# Task directions
Extract each line of the data and write it out again exactly.

# Records for processing
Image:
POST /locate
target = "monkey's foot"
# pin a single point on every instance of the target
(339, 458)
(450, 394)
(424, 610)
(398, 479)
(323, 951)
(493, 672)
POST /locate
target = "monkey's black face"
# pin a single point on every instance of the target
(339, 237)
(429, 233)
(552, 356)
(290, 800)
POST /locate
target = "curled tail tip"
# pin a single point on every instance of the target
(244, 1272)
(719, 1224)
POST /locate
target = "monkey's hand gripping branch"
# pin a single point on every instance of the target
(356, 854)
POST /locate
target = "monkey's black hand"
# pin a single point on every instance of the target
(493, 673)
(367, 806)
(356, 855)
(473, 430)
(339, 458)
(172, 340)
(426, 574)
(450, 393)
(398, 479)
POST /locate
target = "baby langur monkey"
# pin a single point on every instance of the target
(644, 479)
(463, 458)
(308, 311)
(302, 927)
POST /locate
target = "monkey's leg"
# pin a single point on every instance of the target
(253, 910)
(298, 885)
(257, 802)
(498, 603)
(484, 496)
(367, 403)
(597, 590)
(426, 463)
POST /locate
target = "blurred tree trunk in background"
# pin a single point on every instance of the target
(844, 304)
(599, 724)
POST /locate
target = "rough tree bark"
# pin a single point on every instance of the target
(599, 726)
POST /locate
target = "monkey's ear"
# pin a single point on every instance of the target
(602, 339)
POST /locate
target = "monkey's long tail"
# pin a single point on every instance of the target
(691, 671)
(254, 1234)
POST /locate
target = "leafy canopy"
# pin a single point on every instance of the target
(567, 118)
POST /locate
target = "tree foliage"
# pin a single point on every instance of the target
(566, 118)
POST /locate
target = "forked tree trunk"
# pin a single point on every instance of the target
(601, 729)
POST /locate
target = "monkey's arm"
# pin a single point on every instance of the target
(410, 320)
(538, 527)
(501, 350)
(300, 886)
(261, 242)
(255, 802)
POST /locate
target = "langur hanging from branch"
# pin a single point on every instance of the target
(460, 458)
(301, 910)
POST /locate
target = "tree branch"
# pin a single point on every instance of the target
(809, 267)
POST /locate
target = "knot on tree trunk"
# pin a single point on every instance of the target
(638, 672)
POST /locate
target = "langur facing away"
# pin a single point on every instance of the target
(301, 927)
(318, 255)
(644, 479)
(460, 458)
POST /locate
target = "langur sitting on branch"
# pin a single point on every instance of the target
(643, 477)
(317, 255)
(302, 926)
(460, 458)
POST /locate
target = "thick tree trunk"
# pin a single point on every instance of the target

# Result of the exercise
Image:
POST /locate
target = "monkey's foot"
# pin a single point on every instance of the target
(339, 458)
(450, 394)
(424, 610)
(398, 479)
(323, 951)
(493, 672)
POST /locate
target = "monkey's black face"
# pin a single point on every instance of the target
(339, 237)
(429, 233)
(552, 356)
(290, 800)
POST /locate
target = "curled tail tip"
# pin a single point on every instance of the target
(244, 1272)
(719, 1224)
POST /locate
target = "monkey's hand gripping branch"
# pin a single point on every instance of the target
(356, 854)
POST /locate
target = "monkey's black hand"
# pin a single point on every instance of the target
(493, 673)
(367, 806)
(356, 855)
(473, 430)
(339, 458)
(172, 340)
(426, 574)
(450, 393)
(398, 479)
POST /locate
target = "baby langur monkey"
# pin a single point on every instance of the target
(644, 479)
(463, 458)
(308, 311)
(302, 927)
POST /locate
target = "monkey's leg"
# pin a single point on every instance of the target
(253, 910)
(298, 885)
(257, 802)
(498, 603)
(484, 496)
(367, 403)
(597, 590)
(426, 463)
POST /locate
target = "blurred tree trunk in background"
# pin a single point on every instance of the target
(844, 304)
(599, 724)
POST /locate
target = "rough tree bark"
# pin a single point on every instance of the target
(599, 726)
POST /locate
target = "monkey's ear"
# pin a single point on every instance of the target
(602, 339)
POST /locate
target = "monkey's long tail"
# pin a single point on every instance of the target
(691, 671)
(254, 1234)
POST /locate
target = "leafy canopy"
# pin a single point on every instance of the target
(567, 118)
POST /locate
target = "tree foliage"
# pin a single point on every instance of the target
(566, 118)
POST /locate
target = "forked tree trunk"
# pin a single point on every instance of the target
(601, 729)
POST /locate
target = "monkey's arm"
# pin a single point on every instance of the target
(410, 320)
(538, 527)
(501, 350)
(300, 886)
(261, 242)
(255, 802)
POST /locate
target = "langur hanging from branch"
# pin a single point on every instance of the target
(460, 458)
(301, 910)
POST /locate
target = "tree branch"
# pin a single point on every instance of the target
(809, 267)
POST /locate
target = "knot on tree trunk"
# pin a single point on every instance of the target
(638, 672)
POST /locate
target = "langur facing away"
# pin a single point on every instance of the target
(301, 927)
(318, 255)
(644, 479)
(460, 458)
POST /locate
target = "langur sitting on branch"
# pin a single point on every instance of the target
(643, 477)
(317, 255)
(302, 926)
(460, 458)
POST /locate
target = "thick tree trunk"
# pin a single point on every instance of the target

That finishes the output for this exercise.